═══ Material for this exercise ═══

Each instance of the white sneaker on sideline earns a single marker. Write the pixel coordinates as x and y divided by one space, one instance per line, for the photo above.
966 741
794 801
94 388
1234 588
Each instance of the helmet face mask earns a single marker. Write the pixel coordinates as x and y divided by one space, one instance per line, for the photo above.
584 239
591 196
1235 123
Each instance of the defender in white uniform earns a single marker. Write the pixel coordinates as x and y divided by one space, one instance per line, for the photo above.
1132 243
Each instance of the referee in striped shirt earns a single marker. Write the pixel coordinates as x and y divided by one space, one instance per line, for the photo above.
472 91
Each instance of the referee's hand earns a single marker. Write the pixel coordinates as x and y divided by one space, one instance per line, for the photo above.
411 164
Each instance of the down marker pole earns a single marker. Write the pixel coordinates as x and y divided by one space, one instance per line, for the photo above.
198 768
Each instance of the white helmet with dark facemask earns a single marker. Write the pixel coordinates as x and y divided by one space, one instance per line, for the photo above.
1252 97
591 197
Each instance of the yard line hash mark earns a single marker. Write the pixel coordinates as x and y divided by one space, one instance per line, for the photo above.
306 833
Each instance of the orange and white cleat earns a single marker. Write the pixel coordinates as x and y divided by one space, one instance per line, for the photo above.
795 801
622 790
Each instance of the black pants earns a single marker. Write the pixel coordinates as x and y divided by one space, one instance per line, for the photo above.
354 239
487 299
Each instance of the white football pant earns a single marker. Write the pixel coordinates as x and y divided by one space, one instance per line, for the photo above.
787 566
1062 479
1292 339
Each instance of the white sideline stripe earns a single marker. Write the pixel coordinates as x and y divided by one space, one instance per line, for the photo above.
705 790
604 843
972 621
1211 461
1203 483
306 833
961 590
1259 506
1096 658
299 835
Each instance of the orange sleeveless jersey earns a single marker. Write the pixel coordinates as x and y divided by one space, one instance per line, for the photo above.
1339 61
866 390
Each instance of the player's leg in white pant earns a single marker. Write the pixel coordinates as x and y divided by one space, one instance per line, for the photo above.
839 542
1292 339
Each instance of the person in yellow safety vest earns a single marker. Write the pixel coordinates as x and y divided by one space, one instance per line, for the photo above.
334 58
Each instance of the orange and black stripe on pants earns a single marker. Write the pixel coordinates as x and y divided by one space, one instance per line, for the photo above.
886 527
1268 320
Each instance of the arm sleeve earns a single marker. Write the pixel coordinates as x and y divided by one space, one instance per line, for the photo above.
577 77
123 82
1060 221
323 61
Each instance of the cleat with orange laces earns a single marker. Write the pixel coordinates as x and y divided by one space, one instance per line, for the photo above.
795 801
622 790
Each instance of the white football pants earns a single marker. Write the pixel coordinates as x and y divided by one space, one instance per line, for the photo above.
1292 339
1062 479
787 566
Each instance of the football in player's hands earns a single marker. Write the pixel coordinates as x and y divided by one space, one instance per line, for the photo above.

═══

→ Brief
Starting at the line that contains "Each instance of the white football pant earns" and ending with the last line of the records above, convert each line into a string in a JSON list, leaving out any blank lines.

→ Written solution
[
  "Each instance of the white football pant earns a single marker. Write the pixel coordinates as x and y divided by one space, one instance per line, for the photo above.",
  "787 566",
  "1062 479",
  "1292 339",
  "Each instance of the white sideline stripe earns a single marker. Write the pixel coordinates as x and y divided by one space, one instance per line, for the photo above.",
  "705 790",
  "604 843",
  "972 621",
  "1211 461",
  "1203 483",
  "306 833",
  "961 590",
  "1259 506",
  "1096 658",
  "299 835",
  "Each instance of the orange sleeveless jersey earns a single marker. Write the pixel coordinates as x and y divided by one space, one instance per line, for the photo above.",
  "1339 61",
  "866 390",
  "Each instance of the player's leg in white pant earns a single marker. Write the pixel coordinates as x and y divided by one space, one instance per line, for the photo above.",
  "839 542",
  "1292 339",
  "Each instance of the person in yellow safety vest earns a single marker. Write the pixel coordinates as x and y divided by one space, one instance per line, for the photo above.",
  "334 58",
  "Each instance of the orange and black stripe on pants earns a single marker. Write the pixel coordinates as x and y divided by one space, one instance per line, for the photo above.",
  "886 527",
  "1268 320",
  "Each instance of the arm sleeve earns a single marker. Write the pixel coordinates as x and y divided by one space, one instance per line, for the photo above.",
  "577 77",
  "123 82",
  "1060 221",
  "323 61",
  "Each instance of the cleat with orange laces earns a single marker. Write the pixel coordinates as x and y divided by one space, one instance per line, for the photo above.",
  "795 801",
  "622 790",
  "Each instance of the white football pants earns a single marker. Write the pixel coordinates as x and y divided by one space, one instance per line, for the photo above.",
  "1292 339",
  "1062 479",
  "787 566",
  "Each instance of the football in player's hands earns a single marker. Write the pixel coordinates as x and y divided by one space, one instance per line, for the photo above."
]